[THE DATA]
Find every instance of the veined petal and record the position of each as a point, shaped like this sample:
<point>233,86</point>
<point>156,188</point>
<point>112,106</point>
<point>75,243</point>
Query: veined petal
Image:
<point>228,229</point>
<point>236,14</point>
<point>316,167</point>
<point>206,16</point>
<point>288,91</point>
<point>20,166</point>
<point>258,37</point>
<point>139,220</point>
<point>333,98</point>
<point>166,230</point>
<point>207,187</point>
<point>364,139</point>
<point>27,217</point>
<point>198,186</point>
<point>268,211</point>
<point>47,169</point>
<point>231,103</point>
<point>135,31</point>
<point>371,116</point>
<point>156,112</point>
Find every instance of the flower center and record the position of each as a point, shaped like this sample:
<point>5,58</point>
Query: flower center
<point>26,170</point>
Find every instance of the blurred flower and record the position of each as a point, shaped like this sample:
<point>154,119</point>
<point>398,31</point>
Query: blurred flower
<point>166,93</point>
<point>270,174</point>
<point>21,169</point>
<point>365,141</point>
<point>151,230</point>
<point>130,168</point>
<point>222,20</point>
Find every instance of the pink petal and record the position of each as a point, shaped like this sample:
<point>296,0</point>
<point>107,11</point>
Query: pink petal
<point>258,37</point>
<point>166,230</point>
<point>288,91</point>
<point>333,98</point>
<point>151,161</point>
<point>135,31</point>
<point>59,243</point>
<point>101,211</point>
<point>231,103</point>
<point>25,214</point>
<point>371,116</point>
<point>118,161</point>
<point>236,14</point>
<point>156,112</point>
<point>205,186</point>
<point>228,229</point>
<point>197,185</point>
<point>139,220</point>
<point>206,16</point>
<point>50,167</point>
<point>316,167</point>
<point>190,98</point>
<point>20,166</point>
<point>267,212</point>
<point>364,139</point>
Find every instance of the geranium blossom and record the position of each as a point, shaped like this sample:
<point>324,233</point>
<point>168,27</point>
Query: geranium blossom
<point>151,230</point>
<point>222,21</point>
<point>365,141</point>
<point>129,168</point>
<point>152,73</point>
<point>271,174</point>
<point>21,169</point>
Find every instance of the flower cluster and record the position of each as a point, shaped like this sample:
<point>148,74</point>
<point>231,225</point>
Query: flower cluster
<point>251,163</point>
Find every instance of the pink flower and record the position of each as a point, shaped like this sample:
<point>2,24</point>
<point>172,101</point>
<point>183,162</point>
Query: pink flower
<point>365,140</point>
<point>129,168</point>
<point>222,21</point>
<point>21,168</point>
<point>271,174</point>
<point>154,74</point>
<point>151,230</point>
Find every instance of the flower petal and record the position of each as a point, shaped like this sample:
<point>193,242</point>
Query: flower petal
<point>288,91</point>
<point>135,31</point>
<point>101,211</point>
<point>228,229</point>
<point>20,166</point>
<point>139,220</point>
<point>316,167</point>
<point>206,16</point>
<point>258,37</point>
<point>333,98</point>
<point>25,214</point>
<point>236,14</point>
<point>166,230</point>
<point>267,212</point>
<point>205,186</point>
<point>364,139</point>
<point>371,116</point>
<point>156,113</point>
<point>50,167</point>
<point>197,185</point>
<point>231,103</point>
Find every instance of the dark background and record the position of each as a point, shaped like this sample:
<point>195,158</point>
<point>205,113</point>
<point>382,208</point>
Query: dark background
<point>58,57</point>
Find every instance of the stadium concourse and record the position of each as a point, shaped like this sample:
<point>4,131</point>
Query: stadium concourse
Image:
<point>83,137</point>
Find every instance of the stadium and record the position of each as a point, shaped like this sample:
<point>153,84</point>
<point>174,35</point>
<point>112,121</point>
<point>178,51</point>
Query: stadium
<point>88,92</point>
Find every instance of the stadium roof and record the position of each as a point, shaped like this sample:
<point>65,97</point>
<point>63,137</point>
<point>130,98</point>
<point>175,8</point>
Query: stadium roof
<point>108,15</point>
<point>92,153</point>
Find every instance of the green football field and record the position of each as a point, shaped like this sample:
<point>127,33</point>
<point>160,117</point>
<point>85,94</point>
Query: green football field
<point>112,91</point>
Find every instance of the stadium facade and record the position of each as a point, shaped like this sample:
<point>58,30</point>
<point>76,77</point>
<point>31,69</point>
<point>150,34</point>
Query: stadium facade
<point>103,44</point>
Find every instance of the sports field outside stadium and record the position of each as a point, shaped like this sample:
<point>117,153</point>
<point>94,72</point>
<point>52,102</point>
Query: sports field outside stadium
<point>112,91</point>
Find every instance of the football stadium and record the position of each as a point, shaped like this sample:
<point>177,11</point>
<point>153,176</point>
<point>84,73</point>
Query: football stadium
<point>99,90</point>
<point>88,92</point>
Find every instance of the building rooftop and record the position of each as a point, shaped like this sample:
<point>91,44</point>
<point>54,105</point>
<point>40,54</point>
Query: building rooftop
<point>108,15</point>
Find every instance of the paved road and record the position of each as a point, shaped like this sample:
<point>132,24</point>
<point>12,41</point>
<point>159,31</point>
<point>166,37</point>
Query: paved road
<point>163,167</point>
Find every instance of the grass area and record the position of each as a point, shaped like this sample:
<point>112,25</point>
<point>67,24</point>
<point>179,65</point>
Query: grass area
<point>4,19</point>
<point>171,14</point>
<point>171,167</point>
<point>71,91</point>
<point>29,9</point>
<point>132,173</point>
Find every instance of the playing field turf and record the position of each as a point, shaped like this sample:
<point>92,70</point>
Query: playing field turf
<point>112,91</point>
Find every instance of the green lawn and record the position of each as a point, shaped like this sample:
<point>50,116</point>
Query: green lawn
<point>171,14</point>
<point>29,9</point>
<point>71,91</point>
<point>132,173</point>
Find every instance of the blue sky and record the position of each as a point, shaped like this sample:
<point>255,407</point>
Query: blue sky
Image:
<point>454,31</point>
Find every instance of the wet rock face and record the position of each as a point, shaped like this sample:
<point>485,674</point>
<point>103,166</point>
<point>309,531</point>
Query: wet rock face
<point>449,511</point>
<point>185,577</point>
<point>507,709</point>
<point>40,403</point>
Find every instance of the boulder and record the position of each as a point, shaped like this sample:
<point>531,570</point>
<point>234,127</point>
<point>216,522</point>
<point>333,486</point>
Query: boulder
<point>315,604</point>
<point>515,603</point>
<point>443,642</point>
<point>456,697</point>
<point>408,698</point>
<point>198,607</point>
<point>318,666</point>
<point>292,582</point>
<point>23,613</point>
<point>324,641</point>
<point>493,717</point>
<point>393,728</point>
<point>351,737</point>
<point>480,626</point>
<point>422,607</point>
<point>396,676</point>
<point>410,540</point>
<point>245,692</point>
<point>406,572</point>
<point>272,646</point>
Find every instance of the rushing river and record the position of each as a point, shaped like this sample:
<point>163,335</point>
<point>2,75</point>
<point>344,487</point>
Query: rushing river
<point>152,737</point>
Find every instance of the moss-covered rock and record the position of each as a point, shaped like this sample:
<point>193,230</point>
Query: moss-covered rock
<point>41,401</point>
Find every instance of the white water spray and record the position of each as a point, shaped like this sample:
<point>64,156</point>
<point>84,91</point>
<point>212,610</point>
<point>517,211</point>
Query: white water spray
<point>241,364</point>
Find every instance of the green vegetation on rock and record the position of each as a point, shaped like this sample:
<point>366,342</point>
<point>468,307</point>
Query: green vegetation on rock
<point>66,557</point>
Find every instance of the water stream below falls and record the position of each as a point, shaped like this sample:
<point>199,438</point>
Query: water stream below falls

[AIM OF THE EXERCISE] Quote each line above in full, word for word.

[TASK RESPONSE]
Find every instance of the veined petal and record the position of each as a point, shaped like this sample:
<point>233,86</point>
<point>156,188</point>
<point>112,106</point>
<point>75,243</point>
Query: veined petal
Image:
<point>228,229</point>
<point>236,14</point>
<point>316,167</point>
<point>206,16</point>
<point>288,91</point>
<point>20,166</point>
<point>258,37</point>
<point>139,220</point>
<point>333,98</point>
<point>166,230</point>
<point>207,187</point>
<point>364,139</point>
<point>27,217</point>
<point>198,186</point>
<point>268,211</point>
<point>47,169</point>
<point>231,103</point>
<point>135,31</point>
<point>371,116</point>
<point>156,112</point>
Find every instance of the flower center and record the position of each as a point, shaped like this sample:
<point>5,58</point>
Query: flower center
<point>26,170</point>
Find every instance of the blurred flower and record the position of each as a point, shaped like this sample:
<point>154,119</point>
<point>398,31</point>
Query: blurred flower
<point>166,93</point>
<point>270,174</point>
<point>21,169</point>
<point>365,141</point>
<point>151,230</point>
<point>130,168</point>
<point>222,20</point>
Find every instance of the pink petal and record the position of each as a point, shaped like this sample:
<point>296,0</point>
<point>107,11</point>
Query: pink petal
<point>258,37</point>
<point>166,230</point>
<point>288,91</point>
<point>333,98</point>
<point>151,161</point>
<point>135,31</point>
<point>59,243</point>
<point>101,211</point>
<point>231,103</point>
<point>25,214</point>
<point>371,116</point>
<point>118,161</point>
<point>236,14</point>
<point>156,112</point>
<point>205,186</point>
<point>228,229</point>
<point>197,185</point>
<point>139,220</point>
<point>206,16</point>
<point>50,167</point>
<point>316,167</point>
<point>190,98</point>
<point>20,166</point>
<point>267,212</point>
<point>364,139</point>
Find every instance of the geranium blossom and record the position of each as a point, shaped like this sample:
<point>324,233</point>
<point>168,27</point>
Query: geranium blossom
<point>151,230</point>
<point>222,21</point>
<point>365,141</point>
<point>129,168</point>
<point>152,73</point>
<point>271,174</point>
<point>21,169</point>
Find every instance of the flower cluster and record the position of each as a point, shaped like this sample:
<point>148,74</point>
<point>231,225</point>
Query: flower cluster
<point>251,163</point>
Find every instance of the pink flower and record the position of each as a point, shaped like this sample:
<point>2,24</point>
<point>172,101</point>
<point>183,162</point>
Query: pink flower
<point>365,140</point>
<point>129,168</point>
<point>222,21</point>
<point>21,168</point>
<point>271,174</point>
<point>154,74</point>
<point>151,230</point>
Find every instance of the flower petal and record the position of each as a point, shaped like this sample:
<point>193,242</point>
Query: flower petal
<point>288,91</point>
<point>135,31</point>
<point>101,211</point>
<point>228,229</point>
<point>20,166</point>
<point>139,220</point>
<point>316,167</point>
<point>206,16</point>
<point>258,37</point>
<point>333,98</point>
<point>25,214</point>
<point>236,14</point>
<point>166,230</point>
<point>267,212</point>
<point>205,186</point>
<point>364,139</point>
<point>371,116</point>
<point>156,113</point>
<point>50,167</point>
<point>197,185</point>
<point>231,103</point>
Find every instance of the dark background and record the position of each as a point, shaped like this sample:
<point>195,158</point>
<point>205,113</point>
<point>382,208</point>
Query: dark background
<point>58,57</point>
Find every instance of the stadium concourse and record the position of each as a point, shaped like this sample:
<point>4,131</point>
Query: stadium concourse
Image:
<point>83,137</point>
Find every instance of the stadium and record the position of each as a point, shaped like this sample:
<point>153,84</point>
<point>174,35</point>
<point>112,121</point>
<point>178,51</point>
Query: stadium
<point>88,92</point>
Find every instance of the stadium roof and record the position of each as a point, shaped like this sample:
<point>65,97</point>
<point>63,137</point>
<point>130,98</point>
<point>175,8</point>
Query: stadium roof
<point>108,15</point>
<point>92,153</point>
Find every instance of the green football field and record the position of each as a point, shaped like this sample:
<point>127,33</point>
<point>160,117</point>
<point>85,94</point>
Query: green football field
<point>112,91</point>
Find every instance of the stadium facade and record the position of each as a point, shaped like this sample:
<point>58,30</point>
<point>76,77</point>
<point>31,69</point>
<point>150,34</point>
Query: stadium facade
<point>103,44</point>
Find every instance of the sports field outside stadium and record the position of each as a point, shaped like this sample:
<point>117,153</point>
<point>94,72</point>
<point>52,102</point>
Query: sports field outside stadium
<point>112,91</point>
Find every instance of the football stadium and record the position of each as a point, shaped like this sample:
<point>177,11</point>
<point>153,176</point>
<point>84,73</point>
Query: football stadium
<point>99,90</point>
<point>88,92</point>
Find every instance of the building rooftop and record the position of each as a point, shaped like this sample:
<point>91,44</point>
<point>54,105</point>
<point>40,54</point>
Query: building rooftop
<point>108,15</point>
Find every instance of the paved road and record the position of each as a point, shaped like this sample:
<point>132,24</point>
<point>12,41</point>
<point>159,31</point>
<point>166,37</point>
Query: paved road
<point>163,167</point>
Find every instance of the grass area and record the position of each as a point, shaped like this sample:
<point>112,25</point>
<point>67,24</point>
<point>179,65</point>
Query: grass area
<point>4,19</point>
<point>171,14</point>
<point>171,167</point>
<point>71,91</point>
<point>29,9</point>
<point>132,173</point>
Find every instance of the playing field turf and record the position of each as a point, shaped like this sample:
<point>92,70</point>
Query: playing field turf
<point>112,91</point>
Find every instance of the green lawn and record the position of each as a point, shaped like this sample:
<point>50,116</point>
Query: green lawn
<point>171,14</point>
<point>29,9</point>
<point>71,91</point>
<point>132,173</point>
Find every instance of the blue sky and record the position of each as a point, shaped like this sample:
<point>255,407</point>
Query: blue sky
Image:
<point>454,31</point>
Find every instance of the wet rock face and record the position of each as a point, shaped like this sample:
<point>485,674</point>
<point>103,166</point>
<point>309,531</point>
Query: wet rock face
<point>449,511</point>
<point>185,577</point>
<point>507,709</point>
<point>40,403</point>
Find every instance of the boulder and record the position of each as a point, shaped like this sample:
<point>531,570</point>
<point>234,127</point>
<point>216,522</point>
<point>333,486</point>
Query: boulder
<point>315,604</point>
<point>515,603</point>
<point>443,642</point>
<point>456,697</point>
<point>408,698</point>
<point>198,607</point>
<point>318,666</point>
<point>292,582</point>
<point>23,613</point>
<point>324,641</point>
<point>493,717</point>
<point>393,728</point>
<point>351,737</point>
<point>480,626</point>
<point>422,607</point>
<point>396,676</point>
<point>410,540</point>
<point>245,692</point>
<point>406,572</point>
<point>272,646</point>
Find every instance of the rushing river and record the position of each as a point, shaped like this sample:
<point>163,335</point>
<point>2,75</point>
<point>344,487</point>
Query: rushing river
<point>152,737</point>
Find every instance of the moss-covered rock and record the position of each as a point, shaped like this sample:
<point>193,230</point>
Query: moss-covered rock
<point>41,401</point>
Find every instance of the white water spray and record the position of each as a point, shaped like this sample:
<point>64,156</point>
<point>84,91</point>
<point>212,610</point>
<point>517,211</point>
Query: white water spray
<point>241,364</point>
Find every instance of the green vegetation on rock and record the position of each as a point, shaped like this sample:
<point>366,342</point>
<point>468,307</point>
Query: green vegetation on rock
<point>66,557</point>
Find every instance of the water stream below falls and record the position of each as a point, shaped like this sample:
<point>199,438</point>
Query: water stream below falls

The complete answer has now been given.